-- Exercise details --
Please return, word for word, the lines in the items below that run from the one holding "Question. Provide a point on each instance of the blue" to the one holding "x=55, y=376", both included.

• • • • •

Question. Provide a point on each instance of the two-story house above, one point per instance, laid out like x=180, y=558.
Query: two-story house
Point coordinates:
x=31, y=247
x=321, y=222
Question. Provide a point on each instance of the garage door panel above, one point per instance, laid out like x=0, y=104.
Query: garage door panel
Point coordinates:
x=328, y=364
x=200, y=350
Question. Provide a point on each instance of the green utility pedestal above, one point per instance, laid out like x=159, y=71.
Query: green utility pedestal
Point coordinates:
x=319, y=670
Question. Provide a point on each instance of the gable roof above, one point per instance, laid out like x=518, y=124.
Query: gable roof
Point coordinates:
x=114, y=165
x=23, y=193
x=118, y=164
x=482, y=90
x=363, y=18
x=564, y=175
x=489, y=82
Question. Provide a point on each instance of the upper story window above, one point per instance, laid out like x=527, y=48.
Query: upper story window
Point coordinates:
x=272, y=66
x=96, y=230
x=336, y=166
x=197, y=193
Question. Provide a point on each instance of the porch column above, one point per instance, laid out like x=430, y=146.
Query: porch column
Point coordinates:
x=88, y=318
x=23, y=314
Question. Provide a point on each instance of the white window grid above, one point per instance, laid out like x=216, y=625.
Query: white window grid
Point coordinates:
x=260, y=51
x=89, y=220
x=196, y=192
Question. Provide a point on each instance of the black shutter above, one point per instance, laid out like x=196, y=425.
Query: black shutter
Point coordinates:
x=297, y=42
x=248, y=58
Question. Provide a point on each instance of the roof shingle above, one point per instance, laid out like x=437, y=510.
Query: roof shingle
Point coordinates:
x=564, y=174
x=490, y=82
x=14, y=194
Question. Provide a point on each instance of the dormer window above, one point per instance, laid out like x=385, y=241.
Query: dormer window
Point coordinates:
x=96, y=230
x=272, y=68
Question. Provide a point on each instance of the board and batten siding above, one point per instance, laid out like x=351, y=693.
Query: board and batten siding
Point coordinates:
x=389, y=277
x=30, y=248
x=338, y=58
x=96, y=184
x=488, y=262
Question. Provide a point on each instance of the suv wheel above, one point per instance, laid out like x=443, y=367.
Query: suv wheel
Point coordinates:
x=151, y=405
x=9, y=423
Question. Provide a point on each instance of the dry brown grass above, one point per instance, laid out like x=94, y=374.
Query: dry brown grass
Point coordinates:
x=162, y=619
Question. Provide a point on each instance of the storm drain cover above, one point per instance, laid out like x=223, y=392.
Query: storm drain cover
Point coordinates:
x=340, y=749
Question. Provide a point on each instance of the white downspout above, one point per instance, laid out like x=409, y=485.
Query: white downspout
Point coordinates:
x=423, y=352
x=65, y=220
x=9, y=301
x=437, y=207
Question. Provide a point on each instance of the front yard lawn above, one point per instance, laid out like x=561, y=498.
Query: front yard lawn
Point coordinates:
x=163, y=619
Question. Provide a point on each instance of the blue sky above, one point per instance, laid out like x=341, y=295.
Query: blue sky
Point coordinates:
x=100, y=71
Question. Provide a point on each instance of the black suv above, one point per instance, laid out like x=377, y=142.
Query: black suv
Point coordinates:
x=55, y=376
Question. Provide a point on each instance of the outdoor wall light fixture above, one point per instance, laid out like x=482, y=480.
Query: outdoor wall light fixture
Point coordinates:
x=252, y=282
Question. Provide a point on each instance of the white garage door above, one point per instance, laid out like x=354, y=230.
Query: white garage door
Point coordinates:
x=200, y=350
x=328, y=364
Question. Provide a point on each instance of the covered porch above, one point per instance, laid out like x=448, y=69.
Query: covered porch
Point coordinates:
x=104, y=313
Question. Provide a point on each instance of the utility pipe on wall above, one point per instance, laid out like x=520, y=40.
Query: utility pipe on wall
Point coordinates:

• • • • •

-- Response below --
Question. Provide a point on each instance of the blue sky above, one point per instance, laid out like x=341, y=295.
Query: blue sky
Point coordinates:
x=100, y=71
Question. Provide a point on each instance of the black suv above, one point per instance, laid out like x=377, y=142.
Query: black suv
Point coordinates:
x=55, y=376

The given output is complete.